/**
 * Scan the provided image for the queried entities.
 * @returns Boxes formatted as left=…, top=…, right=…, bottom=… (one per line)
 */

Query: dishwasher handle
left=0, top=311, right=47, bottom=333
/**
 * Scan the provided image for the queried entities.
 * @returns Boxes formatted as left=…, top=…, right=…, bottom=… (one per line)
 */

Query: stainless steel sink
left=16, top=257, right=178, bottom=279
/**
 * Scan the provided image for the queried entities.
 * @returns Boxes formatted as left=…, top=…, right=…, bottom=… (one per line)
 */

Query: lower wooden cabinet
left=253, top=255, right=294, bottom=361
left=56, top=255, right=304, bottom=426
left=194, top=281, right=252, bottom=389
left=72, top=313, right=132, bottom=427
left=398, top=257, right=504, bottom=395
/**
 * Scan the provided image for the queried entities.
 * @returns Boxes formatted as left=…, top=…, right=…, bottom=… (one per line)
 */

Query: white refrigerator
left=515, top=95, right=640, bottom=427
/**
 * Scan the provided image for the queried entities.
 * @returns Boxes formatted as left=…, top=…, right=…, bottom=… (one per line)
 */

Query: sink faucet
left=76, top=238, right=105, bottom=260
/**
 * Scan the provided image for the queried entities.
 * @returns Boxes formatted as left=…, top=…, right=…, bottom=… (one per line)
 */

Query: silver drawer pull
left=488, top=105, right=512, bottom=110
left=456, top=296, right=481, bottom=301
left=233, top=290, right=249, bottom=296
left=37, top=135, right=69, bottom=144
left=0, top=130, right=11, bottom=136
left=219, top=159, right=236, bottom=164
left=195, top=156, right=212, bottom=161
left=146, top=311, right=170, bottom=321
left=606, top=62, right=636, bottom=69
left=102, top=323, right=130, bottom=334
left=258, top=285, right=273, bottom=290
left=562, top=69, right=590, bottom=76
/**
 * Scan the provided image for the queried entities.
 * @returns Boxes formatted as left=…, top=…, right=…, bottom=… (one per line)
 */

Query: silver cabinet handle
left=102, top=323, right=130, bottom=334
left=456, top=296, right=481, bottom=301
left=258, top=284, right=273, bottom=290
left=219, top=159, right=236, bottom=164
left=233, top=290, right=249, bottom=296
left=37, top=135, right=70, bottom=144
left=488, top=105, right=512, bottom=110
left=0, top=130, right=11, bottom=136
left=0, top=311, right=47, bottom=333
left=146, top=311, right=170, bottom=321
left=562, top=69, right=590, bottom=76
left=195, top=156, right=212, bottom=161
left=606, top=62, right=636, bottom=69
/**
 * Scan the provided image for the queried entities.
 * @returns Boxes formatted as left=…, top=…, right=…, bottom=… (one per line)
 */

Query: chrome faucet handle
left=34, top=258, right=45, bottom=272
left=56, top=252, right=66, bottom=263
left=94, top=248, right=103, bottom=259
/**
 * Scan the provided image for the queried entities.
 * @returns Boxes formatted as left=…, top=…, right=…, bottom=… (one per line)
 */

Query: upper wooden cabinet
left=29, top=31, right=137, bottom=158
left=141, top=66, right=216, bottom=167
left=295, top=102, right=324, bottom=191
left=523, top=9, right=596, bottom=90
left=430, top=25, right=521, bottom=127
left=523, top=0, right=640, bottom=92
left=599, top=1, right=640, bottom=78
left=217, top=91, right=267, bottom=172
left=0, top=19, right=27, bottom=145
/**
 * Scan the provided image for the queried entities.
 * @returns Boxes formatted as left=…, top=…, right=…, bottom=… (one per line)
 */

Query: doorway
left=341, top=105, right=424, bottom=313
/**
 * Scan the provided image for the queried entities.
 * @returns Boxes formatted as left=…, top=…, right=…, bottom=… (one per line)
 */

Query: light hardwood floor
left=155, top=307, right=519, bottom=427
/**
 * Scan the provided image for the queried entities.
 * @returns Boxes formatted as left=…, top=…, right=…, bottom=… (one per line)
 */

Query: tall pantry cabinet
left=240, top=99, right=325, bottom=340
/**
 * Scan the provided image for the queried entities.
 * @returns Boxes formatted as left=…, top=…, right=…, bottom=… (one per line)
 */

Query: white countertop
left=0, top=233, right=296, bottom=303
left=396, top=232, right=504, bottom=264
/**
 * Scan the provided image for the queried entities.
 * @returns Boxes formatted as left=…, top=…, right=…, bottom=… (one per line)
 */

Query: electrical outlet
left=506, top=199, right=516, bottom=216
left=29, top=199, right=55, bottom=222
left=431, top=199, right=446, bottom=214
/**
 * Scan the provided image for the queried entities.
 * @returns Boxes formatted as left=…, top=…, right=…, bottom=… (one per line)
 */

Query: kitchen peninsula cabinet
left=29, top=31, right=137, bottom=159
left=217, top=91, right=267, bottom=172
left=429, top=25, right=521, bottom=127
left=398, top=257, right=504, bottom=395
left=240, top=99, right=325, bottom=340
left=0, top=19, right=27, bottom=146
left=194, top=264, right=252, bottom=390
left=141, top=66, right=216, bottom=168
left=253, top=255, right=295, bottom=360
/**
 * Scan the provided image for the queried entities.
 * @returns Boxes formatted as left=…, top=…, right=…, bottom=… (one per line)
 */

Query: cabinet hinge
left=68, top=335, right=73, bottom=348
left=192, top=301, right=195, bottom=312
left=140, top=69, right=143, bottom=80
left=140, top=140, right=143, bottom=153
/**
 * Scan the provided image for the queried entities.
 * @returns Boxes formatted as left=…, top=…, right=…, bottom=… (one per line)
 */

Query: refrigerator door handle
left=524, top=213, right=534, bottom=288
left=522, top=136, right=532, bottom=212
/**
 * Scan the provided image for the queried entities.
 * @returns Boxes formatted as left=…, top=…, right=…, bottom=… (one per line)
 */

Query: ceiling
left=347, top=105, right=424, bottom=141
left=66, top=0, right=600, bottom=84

※

| Assignment |
A faithful copy of every record is required; output it in full.

| Written solution |
/**
 * Scan the provided image for the queried entities.
 * @returns Boxes formatted as left=…, top=…, right=…, bottom=… (one per line)
 */

Query: dishwasher handle
left=0, top=311, right=47, bottom=333
/**
 * Scan the provided image for the queried entities.
 * @returns Boxes formatted as left=…, top=…, right=…, bottom=… (one per line)
 */

Query: stainless steel sink
left=16, top=257, right=178, bottom=279
/**
 * Scan the provided image for the queried entities.
 * @returns Boxes formatted as left=…, top=…, right=…, bottom=… (one per line)
 */

Query: lower wooden cabinet
left=253, top=255, right=294, bottom=361
left=56, top=255, right=304, bottom=426
left=194, top=281, right=252, bottom=389
left=72, top=313, right=132, bottom=427
left=398, top=257, right=504, bottom=395
/**
 * Scan the provided image for the queried entities.
 * @returns Boxes formatted as left=…, top=…, right=…, bottom=… (one per line)
 */

Query: white refrigerator
left=515, top=95, right=640, bottom=427
/**
 * Scan the provided image for the queried entities.
 * @returns Boxes formatted as left=…, top=…, right=…, bottom=… (one per line)
 */

Query: sink faucet
left=76, top=238, right=105, bottom=260
/**
 * Scan the provided image for the queried entities.
 * @returns Boxes formatted as left=…, top=…, right=…, bottom=… (one per line)
 */

Query: silver drawer pull
left=488, top=105, right=512, bottom=110
left=456, top=296, right=481, bottom=301
left=233, top=290, right=249, bottom=296
left=37, top=135, right=69, bottom=144
left=0, top=130, right=11, bottom=136
left=219, top=159, right=236, bottom=164
left=195, top=156, right=212, bottom=161
left=146, top=311, right=170, bottom=321
left=606, top=62, right=636, bottom=69
left=102, top=323, right=130, bottom=334
left=258, top=285, right=273, bottom=290
left=562, top=69, right=590, bottom=76
/**
 * Scan the provided image for the queried entities.
 * @returns Boxes formatted as left=…, top=…, right=…, bottom=… (one per line)
 */

Query: silver cabinet handle
left=102, top=323, right=130, bottom=334
left=456, top=296, right=481, bottom=301
left=258, top=284, right=273, bottom=290
left=219, top=159, right=236, bottom=164
left=233, top=290, right=249, bottom=296
left=37, top=135, right=70, bottom=144
left=488, top=105, right=512, bottom=110
left=0, top=130, right=11, bottom=136
left=0, top=311, right=47, bottom=333
left=146, top=311, right=170, bottom=321
left=562, top=69, right=590, bottom=76
left=195, top=156, right=212, bottom=161
left=606, top=62, right=636, bottom=69
/**
 * Scan the provided image for the queried entities.
 * @returns Boxes formatted as left=…, top=…, right=…, bottom=… (one per line)
 */

Query: chrome faucet handle
left=34, top=258, right=45, bottom=272
left=56, top=252, right=66, bottom=263
left=94, top=248, right=103, bottom=259
/**
 * Scan the provided image for the queried entities.
 * @returns Boxes formatted as left=…, top=…, right=…, bottom=… (one per line)
 */

Query: upper wooden cabinet
left=29, top=31, right=137, bottom=158
left=141, top=66, right=216, bottom=167
left=295, top=102, right=324, bottom=191
left=523, top=9, right=596, bottom=90
left=430, top=25, right=521, bottom=127
left=523, top=0, right=640, bottom=92
left=599, top=1, right=640, bottom=78
left=217, top=91, right=267, bottom=172
left=0, top=19, right=27, bottom=145
/**
 * Scan the provided image for the queried entities.
 * @returns Boxes formatted as left=…, top=…, right=…, bottom=… (one per line)
 */

Query: doorway
left=341, top=105, right=424, bottom=313
/**
 * Scan the provided image for the queried entities.
 * @returns Boxes formatted as left=…, top=…, right=…, bottom=… (one per line)
 */

Query: light hardwood floor
left=155, top=307, right=519, bottom=427
/**
 * Scan the provided image for the queried entities.
 * @returns Boxes formatted as left=…, top=…, right=…, bottom=… (one per line)
 */

Query: tall pantry cabinet
left=240, top=99, right=325, bottom=340
/**
 * Scan the provided image for the queried entities.
 * @returns Boxes formatted as left=…, top=…, right=…, bottom=… (one per line)
 */

Query: white countertop
left=0, top=233, right=296, bottom=303
left=396, top=232, right=504, bottom=264
/**
 * Scan the provided image for the queried entities.
 * @returns Boxes formatted as left=…, top=…, right=…, bottom=… (one per line)
 */

Query: electrical outlet
left=506, top=199, right=516, bottom=216
left=29, top=199, right=55, bottom=222
left=431, top=199, right=446, bottom=214
/**
 * Scan the provided image for the queried entities.
 * @returns Boxes formatted as left=…, top=…, right=…, bottom=… (one per line)
 */

Query: kitchen peninsula cabinet
left=29, top=31, right=137, bottom=159
left=217, top=91, right=267, bottom=172
left=429, top=25, right=521, bottom=127
left=398, top=257, right=504, bottom=395
left=240, top=99, right=325, bottom=340
left=0, top=19, right=27, bottom=146
left=194, top=264, right=252, bottom=390
left=141, top=66, right=216, bottom=168
left=253, top=255, right=295, bottom=360
/**
 * Scan the provided image for the queried entities.
 * @returns Boxes formatted as left=…, top=…, right=…, bottom=… (one per line)
 */

Query: cabinet hinge
left=68, top=335, right=73, bottom=348
left=192, top=301, right=195, bottom=312
left=140, top=69, right=143, bottom=80
left=140, top=140, right=143, bottom=153
/**
 * Scan the provided image for the queried entities.
 * @returns Boxes formatted as left=…, top=…, right=…, bottom=… (one per line)
 */

Query: refrigerator door handle
left=524, top=213, right=534, bottom=288
left=522, top=136, right=532, bottom=212
/**
 * Scan the provided image for the queried entities.
 * @returns Boxes formatted as left=…, top=…, right=…, bottom=… (one per line)
 */

Query: ceiling
left=347, top=105, right=424, bottom=141
left=66, top=0, right=600, bottom=84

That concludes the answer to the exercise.